[start Source passage]
Since then, of course, I've found that there are about a million blogs doing approximately what I'm doing, all with slight differences, of course. But J.T. is still special to me, because his art is like nothing I've ever seen; and he introduced me to Ed Winkleman, and without that I wouldn't know anyone.

Of course what you say to any artist you know is "Let me know when you're having a show!" Only J.T. is down in Virginia and, really, when am I ever going to get down there? I'd certainly like to think, if he had a major show as far north as Washington, D.C. or Baltimore, that I'd make an effort to get down there. But who am I kidding? I've lived almost my entire life on a line between Philadelphia and New York City. I'm not going anywhere.

So naturally when J.T. told me about his GREAT IDEA -- to hold a mini-art fair of his own work in his hotel room in New York, where he's holed up for his day job -- I knew I had to be there. I really wanted to be there all three nights, actually, but my life keeps intruding, so I could only go Wednesday.
[end Source passage]
[start Material provided]
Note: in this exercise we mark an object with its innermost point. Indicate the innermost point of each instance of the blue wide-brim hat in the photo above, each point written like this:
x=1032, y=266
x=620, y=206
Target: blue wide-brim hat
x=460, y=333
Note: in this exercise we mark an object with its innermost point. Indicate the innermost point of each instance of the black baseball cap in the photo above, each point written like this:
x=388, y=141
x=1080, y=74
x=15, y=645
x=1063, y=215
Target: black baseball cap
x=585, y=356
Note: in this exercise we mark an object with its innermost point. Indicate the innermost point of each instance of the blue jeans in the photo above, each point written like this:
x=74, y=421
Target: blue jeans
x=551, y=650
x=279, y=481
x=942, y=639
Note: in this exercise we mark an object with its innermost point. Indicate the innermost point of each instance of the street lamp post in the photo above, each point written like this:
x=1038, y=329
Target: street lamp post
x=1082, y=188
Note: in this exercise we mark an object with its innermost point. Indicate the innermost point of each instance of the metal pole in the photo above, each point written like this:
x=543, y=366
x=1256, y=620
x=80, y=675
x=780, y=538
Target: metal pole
[end Material provided]
Work to do |
a – Show every line of the records that contains the string "Indicate", matching case exactly.
b – Carry on the passage about J.T.'s hotel-room art fair, starting right after its last sentence.

Responses to the tasks |
a –
Note: in this exercise we mark an object with its innermost point. Indicate the innermost point of each instance of the blue wide-brim hat in the photo above, each point written like this:
Note: in this exercise we mark an object with its innermost point. Indicate the innermost point of each instance of the black baseball cap in the photo above, each point written like this:
Note: in this exercise we mark an object with its innermost point. Indicate the innermost point of each instance of the blue jeans in the photo above, each point written like this:
Note: in this exercise we mark an object with its innermost point. Indicate the innermost point of each instance of the street lamp post in the photo above, each point written like this:
Note: in this exercise we mark an object with its innermost point. Indicate the innermost point of each instance of the metal pole in the photo above, each point written like this:

b –
J.T. Kirkland, Torque, 2006, Ash, Holes, 24x24x1.5 inches I arrived to find that J.T. had managed to convert his small hotel room into a mini-gallery. His work -- mostly wood, with one framed drawing -- hung on the walls, and the bed was covered with his drawings and prints. The room's table became the gallery's front desk, along with postcards, verbiage, price lists, a laptop and a sign-in book. Altogether this was clearly the work of some kind of insane details freak -- just the kind of guy you might expect to spend his spare time drilling hundreds of tiny holes into planks of wood.

J.T. has noted that most people don't care much about wood. Even other sculptors -- he mentioned Donald Judd -- who use wood don't care about the wood per se. They only care that it's plywood or whatever. And of course any artist who paints on a panel uses wood -- but, J.T. asks, are they really improving on it?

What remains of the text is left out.